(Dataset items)
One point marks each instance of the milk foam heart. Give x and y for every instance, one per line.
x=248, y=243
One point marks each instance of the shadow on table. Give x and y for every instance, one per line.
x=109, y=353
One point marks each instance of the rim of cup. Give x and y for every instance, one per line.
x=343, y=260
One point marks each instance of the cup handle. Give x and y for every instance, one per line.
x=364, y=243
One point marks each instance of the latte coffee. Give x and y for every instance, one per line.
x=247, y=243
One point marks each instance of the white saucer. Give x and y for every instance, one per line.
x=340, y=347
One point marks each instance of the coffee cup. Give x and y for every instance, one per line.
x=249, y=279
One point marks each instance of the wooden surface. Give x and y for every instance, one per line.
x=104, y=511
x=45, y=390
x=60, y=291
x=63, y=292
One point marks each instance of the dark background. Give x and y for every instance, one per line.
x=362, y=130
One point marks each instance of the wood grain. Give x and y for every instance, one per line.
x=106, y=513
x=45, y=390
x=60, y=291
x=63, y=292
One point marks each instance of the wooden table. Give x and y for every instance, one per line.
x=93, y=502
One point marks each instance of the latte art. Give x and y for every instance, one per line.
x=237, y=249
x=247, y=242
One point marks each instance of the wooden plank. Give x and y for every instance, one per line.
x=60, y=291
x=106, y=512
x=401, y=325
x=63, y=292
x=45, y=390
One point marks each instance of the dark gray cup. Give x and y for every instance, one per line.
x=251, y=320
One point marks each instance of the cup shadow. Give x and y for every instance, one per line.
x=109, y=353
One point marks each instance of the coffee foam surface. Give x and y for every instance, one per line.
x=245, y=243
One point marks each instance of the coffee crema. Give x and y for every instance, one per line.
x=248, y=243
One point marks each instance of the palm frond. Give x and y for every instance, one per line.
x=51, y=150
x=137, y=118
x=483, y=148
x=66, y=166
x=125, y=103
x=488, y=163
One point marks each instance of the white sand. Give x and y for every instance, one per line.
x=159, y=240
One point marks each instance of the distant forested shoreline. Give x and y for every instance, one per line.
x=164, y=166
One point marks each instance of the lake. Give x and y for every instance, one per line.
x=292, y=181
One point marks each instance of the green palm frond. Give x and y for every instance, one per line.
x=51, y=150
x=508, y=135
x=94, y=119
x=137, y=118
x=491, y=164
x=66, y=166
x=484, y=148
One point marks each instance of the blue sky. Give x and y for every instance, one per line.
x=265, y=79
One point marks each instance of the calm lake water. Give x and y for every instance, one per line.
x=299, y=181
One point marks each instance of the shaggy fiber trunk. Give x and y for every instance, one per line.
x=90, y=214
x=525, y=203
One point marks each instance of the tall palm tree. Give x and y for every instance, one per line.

▶ _What the task asks_
Exactly as they appear above, give the entries again.

▶ _Answer for this exercise_
One point marks each instance of the milk foam heart. Give x and y for every instance, one per line.
x=248, y=243
One point marks each instance of the shadow on table. Give x and y for every instance, one per line.
x=109, y=353
One point marks each instance of the rim of cup. Give x and y for every instance, one per line.
x=343, y=260
One point marks each instance of the cup handle. Give x and y for every instance, one per line.
x=364, y=243
One point marks each instance of the latte coffee. Give x and y for every instance, one per line.
x=247, y=243
One point marks each instance of the white saucer. Give x and y for every instance, one per line.
x=340, y=347
One point marks each instance of the coffee cup. Give x and y for every instance, one per line.
x=249, y=279
One point marks each instance of the wooden surface. Give x and y for every instance, one per line.
x=104, y=511
x=45, y=390
x=60, y=291
x=63, y=292
One point marks each instance of the dark background. Give x and y for every instance, one per line.
x=362, y=130
One point marks each instance of the wood grain. Give x and y for every instance, one per line.
x=106, y=513
x=45, y=390
x=60, y=291
x=63, y=292
One point marks each instance of the wooden table. Give x and y for every instance, one per line.
x=93, y=502
One point marks each instance of the latte art. Give x and y for every instance, one per line.
x=237, y=249
x=247, y=242
One point marks each instance of the wooden plank. Give x and y for every instance, one per line.
x=60, y=291
x=106, y=512
x=401, y=325
x=63, y=292
x=45, y=390
One point marks each instance of the dark gray cup. Give x and y for every instance, one per line.
x=251, y=320
One point marks each instance of the cup shadow. Give x and y for every instance, one per line.
x=109, y=353
One point marks each instance of the coffee foam surface. Give x and y for every instance, one per line.
x=245, y=243
One point marks each instance of the coffee crema. Give x and y for every instance, one per line.
x=248, y=243
One point marks each instance of the palm frond. Give x and y for every instance, one per line.
x=51, y=150
x=137, y=118
x=483, y=148
x=66, y=166
x=125, y=103
x=488, y=163
One point marks each instance of the white sand. Give x and y for every instance, one per line.
x=159, y=240
One point marks each instance of the distant forested shoreline. Give x and y for every instance, one per line.
x=164, y=166
One point marks each instance of the lake. Give x and y for every instance, one per line.
x=292, y=181
One point marks each instance of the green palm frond. Give x and y for every instance, one per line.
x=51, y=150
x=508, y=135
x=94, y=119
x=137, y=118
x=491, y=164
x=66, y=166
x=484, y=148
One point marks each instance of the blue sky. Give x and y for every instance, one per line.
x=265, y=79
One point marks each instance of the calm lake water. Give x and y for every instance, one per line.
x=299, y=181
One point marks each instance of the shaggy fiber trunk. Give x and y for every instance, one per line.
x=90, y=214
x=525, y=203
One point marks each instance of the tall palm tree. Give x and y for every instance, one per line.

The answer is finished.